# Your assignment
From the records beneath, determine how many lines contain "blonde" and report only that figure.
Start of Records for processing
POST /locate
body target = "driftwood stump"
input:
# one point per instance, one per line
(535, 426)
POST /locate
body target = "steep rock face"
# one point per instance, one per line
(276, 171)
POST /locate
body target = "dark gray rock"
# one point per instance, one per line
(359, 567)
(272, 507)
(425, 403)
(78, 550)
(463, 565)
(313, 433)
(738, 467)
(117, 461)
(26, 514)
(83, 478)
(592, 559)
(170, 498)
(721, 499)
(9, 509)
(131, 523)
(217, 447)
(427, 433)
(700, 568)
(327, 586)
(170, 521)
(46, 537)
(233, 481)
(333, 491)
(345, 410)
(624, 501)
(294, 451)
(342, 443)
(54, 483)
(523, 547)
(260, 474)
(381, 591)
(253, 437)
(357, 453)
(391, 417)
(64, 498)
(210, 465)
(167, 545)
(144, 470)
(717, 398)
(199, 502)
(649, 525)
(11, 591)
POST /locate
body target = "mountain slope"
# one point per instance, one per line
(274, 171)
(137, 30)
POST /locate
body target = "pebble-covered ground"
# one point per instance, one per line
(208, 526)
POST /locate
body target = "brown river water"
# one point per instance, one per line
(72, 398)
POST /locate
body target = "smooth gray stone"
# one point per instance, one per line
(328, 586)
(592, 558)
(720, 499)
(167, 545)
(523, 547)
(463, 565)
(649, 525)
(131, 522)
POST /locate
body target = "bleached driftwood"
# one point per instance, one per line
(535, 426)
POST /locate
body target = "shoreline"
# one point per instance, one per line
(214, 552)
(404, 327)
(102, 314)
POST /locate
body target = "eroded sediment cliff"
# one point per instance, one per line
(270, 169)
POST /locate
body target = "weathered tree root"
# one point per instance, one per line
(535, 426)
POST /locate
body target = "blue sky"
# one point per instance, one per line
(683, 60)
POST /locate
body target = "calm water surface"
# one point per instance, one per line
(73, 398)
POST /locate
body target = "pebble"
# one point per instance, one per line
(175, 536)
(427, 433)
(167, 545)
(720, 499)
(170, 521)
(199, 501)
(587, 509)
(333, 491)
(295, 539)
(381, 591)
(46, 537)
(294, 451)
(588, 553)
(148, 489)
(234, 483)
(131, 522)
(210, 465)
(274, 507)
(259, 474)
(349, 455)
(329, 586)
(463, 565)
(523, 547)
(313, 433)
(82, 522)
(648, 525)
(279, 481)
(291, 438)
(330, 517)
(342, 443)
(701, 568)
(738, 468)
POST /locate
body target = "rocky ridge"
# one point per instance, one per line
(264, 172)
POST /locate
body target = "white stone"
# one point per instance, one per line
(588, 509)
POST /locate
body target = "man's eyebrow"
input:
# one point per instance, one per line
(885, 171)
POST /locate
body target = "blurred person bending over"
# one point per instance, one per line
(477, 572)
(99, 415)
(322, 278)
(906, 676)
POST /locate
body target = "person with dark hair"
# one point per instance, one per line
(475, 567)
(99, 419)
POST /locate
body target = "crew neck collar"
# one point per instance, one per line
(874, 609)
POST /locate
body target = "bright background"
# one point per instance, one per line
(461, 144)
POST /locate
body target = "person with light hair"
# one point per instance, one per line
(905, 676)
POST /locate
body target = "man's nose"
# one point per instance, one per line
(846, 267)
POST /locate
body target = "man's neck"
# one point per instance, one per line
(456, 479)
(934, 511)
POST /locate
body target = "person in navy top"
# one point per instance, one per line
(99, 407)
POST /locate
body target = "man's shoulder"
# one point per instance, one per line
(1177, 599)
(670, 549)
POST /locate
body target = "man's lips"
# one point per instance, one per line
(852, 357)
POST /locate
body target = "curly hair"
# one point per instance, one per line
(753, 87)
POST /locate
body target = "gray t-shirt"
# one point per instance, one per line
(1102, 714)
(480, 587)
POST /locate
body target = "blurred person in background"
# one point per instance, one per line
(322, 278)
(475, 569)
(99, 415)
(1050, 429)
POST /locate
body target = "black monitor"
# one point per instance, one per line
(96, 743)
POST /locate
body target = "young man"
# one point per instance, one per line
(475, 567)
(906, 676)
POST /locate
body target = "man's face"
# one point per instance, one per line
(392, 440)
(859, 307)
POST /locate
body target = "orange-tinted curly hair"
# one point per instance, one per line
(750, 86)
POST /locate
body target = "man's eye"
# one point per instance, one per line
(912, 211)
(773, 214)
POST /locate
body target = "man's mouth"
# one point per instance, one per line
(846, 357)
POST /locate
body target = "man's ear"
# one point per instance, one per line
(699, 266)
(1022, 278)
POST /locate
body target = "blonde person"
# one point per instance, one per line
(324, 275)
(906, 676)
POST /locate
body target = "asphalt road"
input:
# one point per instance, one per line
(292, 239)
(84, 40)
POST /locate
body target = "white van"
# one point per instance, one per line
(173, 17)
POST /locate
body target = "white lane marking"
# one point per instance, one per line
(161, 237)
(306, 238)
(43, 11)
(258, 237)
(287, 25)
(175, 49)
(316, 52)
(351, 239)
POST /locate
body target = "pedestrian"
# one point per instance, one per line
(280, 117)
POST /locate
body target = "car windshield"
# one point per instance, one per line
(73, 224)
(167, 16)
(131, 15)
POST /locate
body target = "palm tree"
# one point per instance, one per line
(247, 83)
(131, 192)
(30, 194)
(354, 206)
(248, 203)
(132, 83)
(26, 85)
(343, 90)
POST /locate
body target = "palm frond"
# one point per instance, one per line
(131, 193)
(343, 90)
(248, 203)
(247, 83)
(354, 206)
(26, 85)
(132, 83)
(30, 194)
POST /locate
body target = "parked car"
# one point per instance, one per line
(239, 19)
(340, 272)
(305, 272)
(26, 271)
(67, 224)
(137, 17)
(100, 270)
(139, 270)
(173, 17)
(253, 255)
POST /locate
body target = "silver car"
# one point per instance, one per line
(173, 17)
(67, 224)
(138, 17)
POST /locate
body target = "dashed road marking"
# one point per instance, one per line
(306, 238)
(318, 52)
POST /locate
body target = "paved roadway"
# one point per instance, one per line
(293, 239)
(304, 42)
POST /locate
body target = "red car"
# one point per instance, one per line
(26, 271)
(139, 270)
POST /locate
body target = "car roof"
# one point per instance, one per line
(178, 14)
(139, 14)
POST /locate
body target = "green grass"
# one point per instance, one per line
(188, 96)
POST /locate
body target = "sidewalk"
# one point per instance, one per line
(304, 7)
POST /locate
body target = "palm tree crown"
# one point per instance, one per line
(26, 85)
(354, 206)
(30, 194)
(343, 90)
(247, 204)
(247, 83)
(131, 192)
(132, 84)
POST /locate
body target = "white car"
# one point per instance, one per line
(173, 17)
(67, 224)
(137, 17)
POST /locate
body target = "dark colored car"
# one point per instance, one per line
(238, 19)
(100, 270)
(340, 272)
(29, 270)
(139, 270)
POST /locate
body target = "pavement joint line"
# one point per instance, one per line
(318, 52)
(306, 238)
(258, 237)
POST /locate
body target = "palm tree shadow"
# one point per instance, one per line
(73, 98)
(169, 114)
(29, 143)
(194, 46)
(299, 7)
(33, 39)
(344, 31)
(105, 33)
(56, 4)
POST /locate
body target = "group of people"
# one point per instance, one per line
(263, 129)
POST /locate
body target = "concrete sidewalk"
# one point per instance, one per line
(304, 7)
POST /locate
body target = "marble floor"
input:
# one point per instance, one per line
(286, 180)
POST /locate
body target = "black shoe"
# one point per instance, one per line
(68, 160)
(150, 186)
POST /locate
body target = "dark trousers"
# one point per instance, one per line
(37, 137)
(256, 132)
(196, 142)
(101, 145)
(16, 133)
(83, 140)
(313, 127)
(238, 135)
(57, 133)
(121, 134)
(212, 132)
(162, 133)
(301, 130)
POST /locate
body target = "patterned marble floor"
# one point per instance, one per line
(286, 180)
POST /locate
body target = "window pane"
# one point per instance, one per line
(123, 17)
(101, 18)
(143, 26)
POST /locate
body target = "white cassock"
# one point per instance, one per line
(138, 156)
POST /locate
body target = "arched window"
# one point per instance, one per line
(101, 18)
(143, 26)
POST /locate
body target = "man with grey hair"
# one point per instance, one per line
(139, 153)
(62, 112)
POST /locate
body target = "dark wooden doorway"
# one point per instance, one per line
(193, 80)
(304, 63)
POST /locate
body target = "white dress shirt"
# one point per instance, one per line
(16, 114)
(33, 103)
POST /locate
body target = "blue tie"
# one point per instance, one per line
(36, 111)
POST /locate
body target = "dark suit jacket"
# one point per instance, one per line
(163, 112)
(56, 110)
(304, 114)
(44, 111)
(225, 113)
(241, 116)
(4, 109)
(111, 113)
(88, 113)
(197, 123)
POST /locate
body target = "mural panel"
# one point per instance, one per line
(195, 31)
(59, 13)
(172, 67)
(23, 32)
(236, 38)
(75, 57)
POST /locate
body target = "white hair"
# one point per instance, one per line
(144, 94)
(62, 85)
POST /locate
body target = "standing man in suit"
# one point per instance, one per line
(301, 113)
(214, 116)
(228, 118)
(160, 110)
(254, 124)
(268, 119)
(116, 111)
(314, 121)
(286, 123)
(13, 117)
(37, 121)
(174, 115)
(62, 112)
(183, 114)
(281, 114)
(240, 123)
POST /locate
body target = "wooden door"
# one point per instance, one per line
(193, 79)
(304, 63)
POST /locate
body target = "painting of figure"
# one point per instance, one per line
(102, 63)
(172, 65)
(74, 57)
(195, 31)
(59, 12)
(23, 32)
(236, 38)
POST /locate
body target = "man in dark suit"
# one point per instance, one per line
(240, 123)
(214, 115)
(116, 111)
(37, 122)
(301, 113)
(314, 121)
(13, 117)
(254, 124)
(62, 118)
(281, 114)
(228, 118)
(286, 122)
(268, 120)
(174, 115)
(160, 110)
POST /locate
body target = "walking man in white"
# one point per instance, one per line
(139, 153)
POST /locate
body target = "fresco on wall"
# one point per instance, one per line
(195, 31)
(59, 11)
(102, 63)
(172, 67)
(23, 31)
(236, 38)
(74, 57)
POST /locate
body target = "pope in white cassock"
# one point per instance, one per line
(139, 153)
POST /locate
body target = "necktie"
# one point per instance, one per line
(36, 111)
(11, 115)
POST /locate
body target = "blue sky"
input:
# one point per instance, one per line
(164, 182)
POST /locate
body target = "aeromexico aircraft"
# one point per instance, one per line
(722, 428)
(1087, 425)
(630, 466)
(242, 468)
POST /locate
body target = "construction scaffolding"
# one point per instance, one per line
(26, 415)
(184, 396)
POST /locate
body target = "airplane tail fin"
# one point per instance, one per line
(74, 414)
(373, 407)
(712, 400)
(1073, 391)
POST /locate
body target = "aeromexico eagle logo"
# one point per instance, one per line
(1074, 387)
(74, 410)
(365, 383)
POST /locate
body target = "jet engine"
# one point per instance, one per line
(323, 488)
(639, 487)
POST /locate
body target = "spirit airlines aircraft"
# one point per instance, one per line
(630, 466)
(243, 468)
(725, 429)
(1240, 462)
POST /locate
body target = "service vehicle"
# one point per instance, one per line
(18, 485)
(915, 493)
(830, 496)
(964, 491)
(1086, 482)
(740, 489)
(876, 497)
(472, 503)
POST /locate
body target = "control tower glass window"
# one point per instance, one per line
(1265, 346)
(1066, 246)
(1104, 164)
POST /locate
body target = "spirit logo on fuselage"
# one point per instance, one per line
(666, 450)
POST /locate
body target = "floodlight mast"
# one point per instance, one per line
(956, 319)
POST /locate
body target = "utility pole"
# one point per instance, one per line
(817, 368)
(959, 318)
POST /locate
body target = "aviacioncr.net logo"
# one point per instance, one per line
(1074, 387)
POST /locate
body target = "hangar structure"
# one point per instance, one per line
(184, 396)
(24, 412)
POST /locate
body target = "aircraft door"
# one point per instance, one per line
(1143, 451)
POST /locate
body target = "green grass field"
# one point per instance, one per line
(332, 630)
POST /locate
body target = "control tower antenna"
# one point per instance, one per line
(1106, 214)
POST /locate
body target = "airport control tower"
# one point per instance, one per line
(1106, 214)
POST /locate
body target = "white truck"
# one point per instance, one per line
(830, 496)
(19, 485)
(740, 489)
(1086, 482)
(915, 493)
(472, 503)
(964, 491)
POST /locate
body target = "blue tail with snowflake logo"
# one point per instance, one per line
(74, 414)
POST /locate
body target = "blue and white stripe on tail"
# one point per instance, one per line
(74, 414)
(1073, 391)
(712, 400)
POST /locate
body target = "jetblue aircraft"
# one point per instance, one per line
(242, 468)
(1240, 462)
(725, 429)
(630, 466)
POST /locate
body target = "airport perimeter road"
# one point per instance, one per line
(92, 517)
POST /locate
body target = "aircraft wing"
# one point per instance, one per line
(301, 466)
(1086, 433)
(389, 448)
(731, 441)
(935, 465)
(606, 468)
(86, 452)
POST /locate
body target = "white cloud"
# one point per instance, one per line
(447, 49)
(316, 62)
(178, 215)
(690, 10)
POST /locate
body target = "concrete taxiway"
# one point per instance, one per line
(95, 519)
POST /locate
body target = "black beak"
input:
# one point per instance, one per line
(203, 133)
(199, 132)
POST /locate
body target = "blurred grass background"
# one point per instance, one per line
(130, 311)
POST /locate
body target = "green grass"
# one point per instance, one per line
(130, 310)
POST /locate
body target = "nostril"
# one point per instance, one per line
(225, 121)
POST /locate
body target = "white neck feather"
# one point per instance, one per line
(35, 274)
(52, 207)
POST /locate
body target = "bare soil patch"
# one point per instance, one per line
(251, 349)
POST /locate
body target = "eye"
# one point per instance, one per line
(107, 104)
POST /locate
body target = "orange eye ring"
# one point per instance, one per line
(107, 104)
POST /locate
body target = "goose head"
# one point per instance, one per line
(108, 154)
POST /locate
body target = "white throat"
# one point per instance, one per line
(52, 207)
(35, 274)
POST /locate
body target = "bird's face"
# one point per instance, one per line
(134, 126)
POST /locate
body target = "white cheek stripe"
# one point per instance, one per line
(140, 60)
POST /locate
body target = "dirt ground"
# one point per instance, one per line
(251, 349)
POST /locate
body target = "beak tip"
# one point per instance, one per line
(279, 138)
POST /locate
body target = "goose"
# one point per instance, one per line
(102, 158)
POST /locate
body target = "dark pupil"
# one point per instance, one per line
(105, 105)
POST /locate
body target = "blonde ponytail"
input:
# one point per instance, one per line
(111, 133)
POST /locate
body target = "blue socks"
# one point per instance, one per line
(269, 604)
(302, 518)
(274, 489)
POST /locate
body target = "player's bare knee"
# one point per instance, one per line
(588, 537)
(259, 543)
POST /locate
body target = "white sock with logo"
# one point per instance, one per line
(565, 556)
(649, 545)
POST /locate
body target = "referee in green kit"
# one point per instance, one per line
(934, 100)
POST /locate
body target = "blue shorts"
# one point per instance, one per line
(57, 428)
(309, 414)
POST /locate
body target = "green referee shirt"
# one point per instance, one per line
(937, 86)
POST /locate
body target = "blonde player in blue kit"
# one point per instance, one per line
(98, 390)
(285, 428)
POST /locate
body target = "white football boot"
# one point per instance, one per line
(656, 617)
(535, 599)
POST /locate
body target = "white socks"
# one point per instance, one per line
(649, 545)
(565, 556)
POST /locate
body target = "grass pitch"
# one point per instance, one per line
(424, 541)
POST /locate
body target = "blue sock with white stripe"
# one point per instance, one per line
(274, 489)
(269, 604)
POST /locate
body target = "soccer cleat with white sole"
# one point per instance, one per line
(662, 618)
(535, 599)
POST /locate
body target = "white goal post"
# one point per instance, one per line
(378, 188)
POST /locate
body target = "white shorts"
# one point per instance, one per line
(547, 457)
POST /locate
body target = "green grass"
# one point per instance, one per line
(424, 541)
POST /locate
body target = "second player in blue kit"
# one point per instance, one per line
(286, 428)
End of Records for processing
# Written solution
3